Stored dataset items:
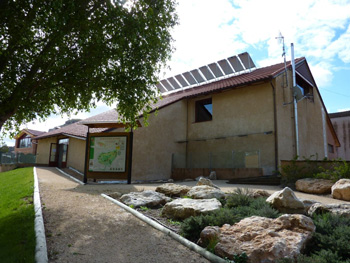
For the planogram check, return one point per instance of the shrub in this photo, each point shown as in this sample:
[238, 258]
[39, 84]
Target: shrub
[193, 226]
[240, 197]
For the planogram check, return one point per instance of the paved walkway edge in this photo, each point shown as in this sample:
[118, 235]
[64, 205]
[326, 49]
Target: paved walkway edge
[71, 177]
[40, 248]
[203, 252]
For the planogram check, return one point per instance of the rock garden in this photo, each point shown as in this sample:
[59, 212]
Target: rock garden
[253, 226]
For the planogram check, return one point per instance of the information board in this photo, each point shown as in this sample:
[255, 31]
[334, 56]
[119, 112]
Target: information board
[108, 154]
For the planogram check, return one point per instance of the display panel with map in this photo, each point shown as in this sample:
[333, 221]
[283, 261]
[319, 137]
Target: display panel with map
[108, 154]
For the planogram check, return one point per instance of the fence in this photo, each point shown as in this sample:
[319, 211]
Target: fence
[227, 165]
[15, 158]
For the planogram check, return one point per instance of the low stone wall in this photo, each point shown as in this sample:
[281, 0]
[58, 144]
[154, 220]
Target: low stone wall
[221, 173]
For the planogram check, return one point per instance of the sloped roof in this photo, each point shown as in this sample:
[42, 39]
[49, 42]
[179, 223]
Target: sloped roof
[339, 114]
[260, 74]
[32, 133]
[78, 130]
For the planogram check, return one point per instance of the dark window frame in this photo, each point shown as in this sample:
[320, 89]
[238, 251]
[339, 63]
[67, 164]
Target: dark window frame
[202, 113]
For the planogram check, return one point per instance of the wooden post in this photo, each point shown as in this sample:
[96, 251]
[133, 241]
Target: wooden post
[86, 156]
[131, 138]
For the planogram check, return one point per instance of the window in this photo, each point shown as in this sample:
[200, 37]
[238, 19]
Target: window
[330, 148]
[204, 110]
[25, 142]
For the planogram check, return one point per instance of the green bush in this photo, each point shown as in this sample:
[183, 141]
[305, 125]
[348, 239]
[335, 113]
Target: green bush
[238, 206]
[332, 233]
[193, 226]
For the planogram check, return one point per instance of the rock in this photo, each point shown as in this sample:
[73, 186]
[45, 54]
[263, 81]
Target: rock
[147, 198]
[341, 190]
[212, 175]
[262, 239]
[115, 195]
[259, 193]
[171, 189]
[337, 209]
[180, 209]
[285, 201]
[308, 204]
[314, 186]
[205, 192]
[205, 181]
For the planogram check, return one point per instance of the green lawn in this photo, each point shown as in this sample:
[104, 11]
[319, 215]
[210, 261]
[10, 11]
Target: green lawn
[17, 236]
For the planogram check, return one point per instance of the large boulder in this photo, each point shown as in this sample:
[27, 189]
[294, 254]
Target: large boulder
[336, 209]
[286, 201]
[314, 186]
[206, 181]
[180, 209]
[147, 198]
[171, 189]
[205, 192]
[262, 239]
[341, 190]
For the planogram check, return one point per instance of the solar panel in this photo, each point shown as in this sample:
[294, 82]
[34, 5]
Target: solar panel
[161, 88]
[215, 69]
[181, 80]
[166, 84]
[225, 67]
[235, 63]
[246, 60]
[189, 78]
[206, 72]
[174, 83]
[195, 73]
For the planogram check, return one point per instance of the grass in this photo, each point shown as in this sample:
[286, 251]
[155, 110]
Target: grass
[17, 236]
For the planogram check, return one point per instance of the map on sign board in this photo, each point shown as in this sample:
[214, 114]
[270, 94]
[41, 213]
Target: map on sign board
[107, 154]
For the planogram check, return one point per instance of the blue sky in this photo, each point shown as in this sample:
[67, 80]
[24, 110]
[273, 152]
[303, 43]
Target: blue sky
[213, 30]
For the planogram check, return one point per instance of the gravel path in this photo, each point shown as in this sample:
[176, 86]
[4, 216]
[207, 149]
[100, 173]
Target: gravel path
[82, 226]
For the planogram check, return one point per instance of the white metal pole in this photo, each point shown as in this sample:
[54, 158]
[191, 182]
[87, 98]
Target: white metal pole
[295, 104]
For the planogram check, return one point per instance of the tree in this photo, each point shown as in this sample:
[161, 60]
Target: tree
[63, 56]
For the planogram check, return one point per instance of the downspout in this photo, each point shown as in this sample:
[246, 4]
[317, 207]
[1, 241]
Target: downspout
[186, 150]
[275, 125]
[295, 105]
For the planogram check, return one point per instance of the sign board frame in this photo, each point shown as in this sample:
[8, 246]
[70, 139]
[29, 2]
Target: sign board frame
[120, 175]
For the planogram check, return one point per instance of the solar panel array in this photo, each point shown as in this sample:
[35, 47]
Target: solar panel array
[214, 71]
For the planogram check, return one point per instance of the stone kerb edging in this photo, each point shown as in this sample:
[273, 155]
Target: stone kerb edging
[203, 252]
[71, 177]
[40, 247]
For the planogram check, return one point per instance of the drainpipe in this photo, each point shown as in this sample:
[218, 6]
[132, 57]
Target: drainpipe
[295, 105]
[275, 125]
[86, 155]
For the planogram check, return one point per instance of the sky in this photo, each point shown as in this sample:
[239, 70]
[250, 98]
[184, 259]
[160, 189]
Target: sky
[210, 30]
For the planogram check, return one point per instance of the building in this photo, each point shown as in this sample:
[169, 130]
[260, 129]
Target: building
[26, 142]
[341, 123]
[238, 125]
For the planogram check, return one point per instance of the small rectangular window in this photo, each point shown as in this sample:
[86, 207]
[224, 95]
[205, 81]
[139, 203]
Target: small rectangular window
[204, 110]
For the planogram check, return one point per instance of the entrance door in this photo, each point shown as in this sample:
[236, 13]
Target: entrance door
[53, 155]
[62, 155]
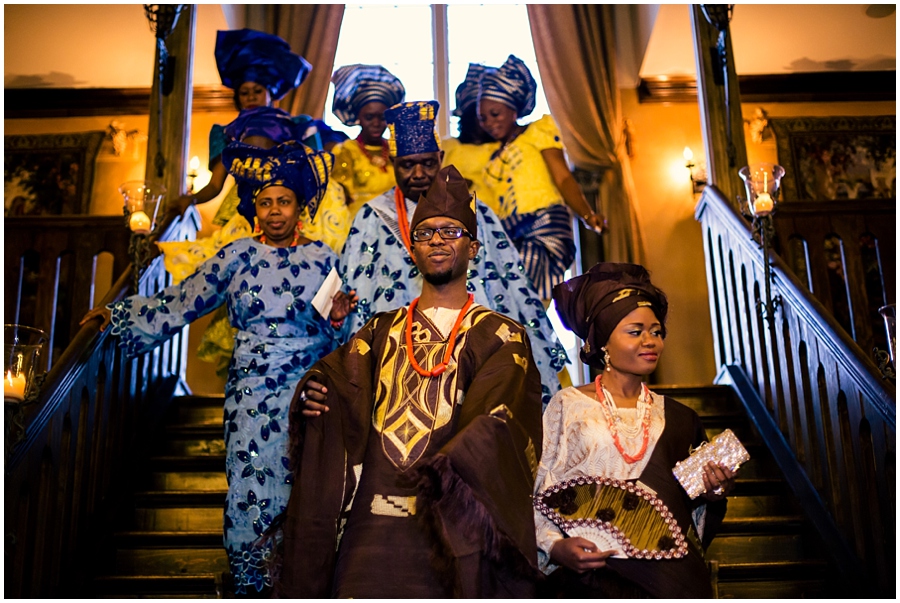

**Instructions for the task**
Extract every line in the material above that contains the string "with", matching case exactly.

**Result below**
For the planogram check, return one point per instance of the display panel with map in this photo, each point shown as in this sample:
Target: display panel with map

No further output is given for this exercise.